Begin
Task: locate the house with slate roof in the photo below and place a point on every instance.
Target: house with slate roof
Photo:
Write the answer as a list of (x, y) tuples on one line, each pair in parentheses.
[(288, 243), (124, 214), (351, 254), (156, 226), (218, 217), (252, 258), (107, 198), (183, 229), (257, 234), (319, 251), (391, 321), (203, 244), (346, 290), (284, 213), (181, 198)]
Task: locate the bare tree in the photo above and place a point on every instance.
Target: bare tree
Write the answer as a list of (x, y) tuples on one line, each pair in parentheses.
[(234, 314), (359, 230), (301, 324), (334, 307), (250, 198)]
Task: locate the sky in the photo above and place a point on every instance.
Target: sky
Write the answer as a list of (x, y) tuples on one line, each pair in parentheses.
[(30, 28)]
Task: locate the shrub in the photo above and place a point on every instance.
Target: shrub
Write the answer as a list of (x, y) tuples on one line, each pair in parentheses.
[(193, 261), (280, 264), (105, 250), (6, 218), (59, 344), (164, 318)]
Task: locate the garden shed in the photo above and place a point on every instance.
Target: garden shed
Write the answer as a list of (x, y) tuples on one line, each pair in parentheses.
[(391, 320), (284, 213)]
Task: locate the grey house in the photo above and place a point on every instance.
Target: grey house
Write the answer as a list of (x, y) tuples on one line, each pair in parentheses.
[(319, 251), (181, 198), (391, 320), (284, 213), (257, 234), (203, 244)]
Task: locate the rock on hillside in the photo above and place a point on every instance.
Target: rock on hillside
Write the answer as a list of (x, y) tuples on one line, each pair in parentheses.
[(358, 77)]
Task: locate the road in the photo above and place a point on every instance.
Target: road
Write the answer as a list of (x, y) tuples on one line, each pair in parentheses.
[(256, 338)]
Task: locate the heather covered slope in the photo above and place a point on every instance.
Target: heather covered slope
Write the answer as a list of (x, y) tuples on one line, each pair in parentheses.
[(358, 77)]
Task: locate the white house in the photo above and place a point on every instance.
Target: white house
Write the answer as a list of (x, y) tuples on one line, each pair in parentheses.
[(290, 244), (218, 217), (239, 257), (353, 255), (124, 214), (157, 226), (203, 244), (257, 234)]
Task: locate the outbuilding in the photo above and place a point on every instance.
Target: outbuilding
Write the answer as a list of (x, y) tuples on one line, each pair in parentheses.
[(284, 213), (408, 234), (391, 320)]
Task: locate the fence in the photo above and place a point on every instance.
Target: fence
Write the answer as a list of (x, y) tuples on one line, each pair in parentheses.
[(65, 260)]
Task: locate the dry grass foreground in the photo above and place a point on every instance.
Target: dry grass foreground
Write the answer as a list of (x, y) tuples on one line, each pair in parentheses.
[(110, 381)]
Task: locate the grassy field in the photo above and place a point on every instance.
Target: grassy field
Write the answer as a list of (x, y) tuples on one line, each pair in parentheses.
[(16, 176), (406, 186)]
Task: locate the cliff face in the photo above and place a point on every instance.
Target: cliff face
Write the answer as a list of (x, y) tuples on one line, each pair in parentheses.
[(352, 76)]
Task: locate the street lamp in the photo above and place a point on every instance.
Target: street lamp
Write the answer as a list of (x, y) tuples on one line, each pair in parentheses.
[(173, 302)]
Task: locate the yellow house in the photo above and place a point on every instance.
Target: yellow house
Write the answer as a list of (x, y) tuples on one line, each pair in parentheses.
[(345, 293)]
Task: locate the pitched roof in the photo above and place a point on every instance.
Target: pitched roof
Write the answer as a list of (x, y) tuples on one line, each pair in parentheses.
End
● **PROBLEM REQUIREMENTS**
Can you present every line of all the entries above as a numbered list, leaving out any blank lines?

● **EXERCISE OUTPUT**
1. Task: locate the house with slate roof in the photo below and place a point on every instance.
2. Target: house with slate roof
3. Photo:
4. Write the answer as a list of (x, y) tuples on one line, each pair in parentheses.
5. [(288, 243), (124, 214), (351, 254), (156, 226), (218, 217), (252, 258), (107, 198), (183, 229), (257, 234), (319, 251), (391, 321), (203, 244), (346, 290), (284, 213), (181, 198)]
6. Task: locate the bare tree in the photo above and place a point on every instance.
7. Target: bare tree
8. Write the answer as a list of (x, y) tuples on one line, each pair in parentheses.
9. [(234, 314), (359, 230), (301, 324), (334, 307), (250, 198)]
10. Task: locate the sky in the photo above and place a point on every instance.
11. Target: sky
12. Write the answer as a list of (x, y) tuples on one line, each pair in parentheses.
13. [(30, 28)]
14. Task: locate the shrub in the photo above and place a point on every instance.
15. Target: shrub
16. Write the answer as a list of (x, y) tuples on one line, each pair in parentheses.
17. [(193, 261), (280, 264), (105, 250), (6, 218), (59, 344), (164, 318)]
18. Task: locate the garden shed in the photo above and place a point on every instance.
19. Target: garden shed
20. Write the answer as a list of (x, y) tuples on one line, each pair in parentheses.
21. [(391, 320), (284, 213)]
22. Task: locate the grey house in the photo above and place a point on every instance.
23. Target: grey house
24. Write the answer as a list of (x, y) tuples on one line, each pair in parentheses.
25. [(319, 251), (181, 198), (391, 320), (284, 213), (257, 234), (203, 244)]
26. Task: locate the rock on hillside in the photo above and place a point on every instance.
27. Target: rock on hillside
28. Write the answer as a list of (x, y) tuples on one line, each pair in parentheses.
29. [(358, 77)]
30. Task: locate the road in the photo above and place a point on every instance.
31. Target: road
32. Write the answer as a list of (x, y) tuples on one line, each pair in parentheses.
33. [(256, 338)]
34. Task: locate the heather covered slope in the photo above and place a point on every instance.
35. Target: heather covered slope
36. Write the answer as a list of (x, y) tuples on one line, each pair in parentheses.
37. [(358, 77)]
38. Task: locate the white house in the photo above and place a point on every instance.
39. Target: white house
40. Write the answer as a list of (x, y) tuples on one line, each pair in parentheses.
41. [(290, 244), (218, 217), (239, 257), (353, 255), (124, 214), (157, 226), (203, 244), (257, 234)]
42. Task: locate the outbuilding in the photo above and place a point on every instance.
43. Target: outbuilding
44. Write the answer as a list of (x, y) tuples on one line, each pair in parentheses.
45. [(284, 213), (408, 234), (391, 320)]
46. Task: locate the fence in the photo above and place a point on every instance.
47. Target: fence
48. Write the answer as a list of (x, y) tuples on one line, each pair in parentheses.
49. [(65, 260)]
50. Task: locate the dry grass foreground in the photo above and place a point on every instance.
51. Target: dry grass foreground
52. Write the answer as a list of (x, y) tuples on one line, each pair in parentheses.
53. [(110, 381)]
54. Task: locate the grassy field in the photo above and place a point on every instance.
55. Target: grassy field
56. Write the answer as a list of (x, y) tuples on one line, each pair in parentheses.
57. [(16, 176), (406, 186)]
58. Task: locate the cliff face in the photo above and place a point on every instance.
59. Target: cliff face
60. Write the answer as a list of (x, y) tuples on one line, each pair in parentheses.
61. [(352, 76)]
62. Task: locate the street lamp in the photo above and place a point on every instance.
63. Target: street lamp
64. Write the answer as a list of (x, y) tuples on one line, each pair in parentheses.
65. [(173, 302)]
66. Task: locate the yellow house in the photo above and place a point on every instance.
67. Target: yellow house
68. Write the answer as a list of (x, y) tuples on one line, each pair in parentheses.
69. [(345, 293)]
70. Task: locate the pitched roof in the photo above and place a point on every instance.
71. Target: pitched roof
72. Write the answer as a list of (x, y) tuples on one line, each pair in parentheses.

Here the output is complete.